▶ **Work to be completed**: Start at the line containing "sleeve with a bounding box." and transcribe every line exactly through the end of the records below, and only those lines.

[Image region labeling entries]
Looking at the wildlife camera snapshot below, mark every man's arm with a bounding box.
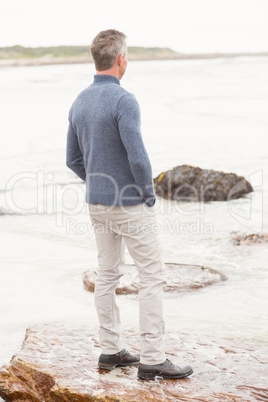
[66,114,86,181]
[118,94,155,206]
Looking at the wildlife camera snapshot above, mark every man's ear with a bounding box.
[117,54,123,66]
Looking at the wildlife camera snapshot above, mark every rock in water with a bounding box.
[232,232,268,246]
[0,323,268,402]
[154,165,253,202]
[83,263,227,294]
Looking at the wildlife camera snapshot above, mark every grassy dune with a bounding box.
[0,45,268,66]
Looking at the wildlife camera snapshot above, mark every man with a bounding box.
[66,29,193,380]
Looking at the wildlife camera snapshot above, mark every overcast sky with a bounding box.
[0,0,268,53]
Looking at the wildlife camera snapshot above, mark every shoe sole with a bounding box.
[98,362,139,371]
[138,370,193,380]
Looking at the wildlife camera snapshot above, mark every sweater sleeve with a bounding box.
[66,108,86,181]
[117,93,155,206]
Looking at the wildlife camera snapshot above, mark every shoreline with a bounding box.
[0,52,268,68]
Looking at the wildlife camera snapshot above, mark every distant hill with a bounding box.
[0,45,268,66]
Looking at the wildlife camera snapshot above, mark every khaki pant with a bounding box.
[89,204,166,364]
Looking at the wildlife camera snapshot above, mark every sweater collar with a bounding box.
[94,74,120,85]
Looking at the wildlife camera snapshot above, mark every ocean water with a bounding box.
[0,57,268,374]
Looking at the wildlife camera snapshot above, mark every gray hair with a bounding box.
[91,29,127,71]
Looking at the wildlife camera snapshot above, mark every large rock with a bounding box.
[232,232,268,246]
[154,165,253,202]
[0,324,268,402]
[83,263,227,294]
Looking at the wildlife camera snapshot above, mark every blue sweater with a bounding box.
[66,75,155,206]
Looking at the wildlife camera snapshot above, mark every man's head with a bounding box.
[91,29,127,71]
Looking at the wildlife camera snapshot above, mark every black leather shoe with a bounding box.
[98,349,140,370]
[138,359,193,380]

▶ **Result below**:
Looking at the wildlife camera snapshot above, mark every sweater sleeve with a bounding box.
[66,108,86,181]
[117,93,155,206]
Looking at the wildlife camera snapshot above, mark every shoreline with a bounding box.
[0,52,268,68]
Looking at the wildlife camera snapshot above, mark every distant hill with a bounding box.
[0,45,268,66]
Looking at the wildlife camera snapshot above, mark every khaki pant with a bounding box.
[89,204,166,364]
Looking at the wildlife camera snapshot above, mark every sweater collar with a bounding box.
[94,74,120,85]
Looking at the wildlife camera snapshot above, mark every ocean water with a bounding box.
[0,57,268,374]
Looking at the wildlife camera snapshot above, mark every gray hair with a bounding box.
[91,29,127,71]
Looking at the wildlife camera snapshot above, mark every large rock with a bounding box.
[232,232,268,246]
[154,165,253,202]
[0,324,268,402]
[83,263,227,294]
Looking at the wildlife camera snapshot above, mark every blue sweater with a bounding box.
[66,75,155,206]
Looking at the wildlife camera snapshot above, mark every man's head with a bounding box.
[91,29,127,71]
Looking at the wildlife camera snapshot above, mark every black leather shoe with a bounding box.
[98,349,140,370]
[138,359,193,380]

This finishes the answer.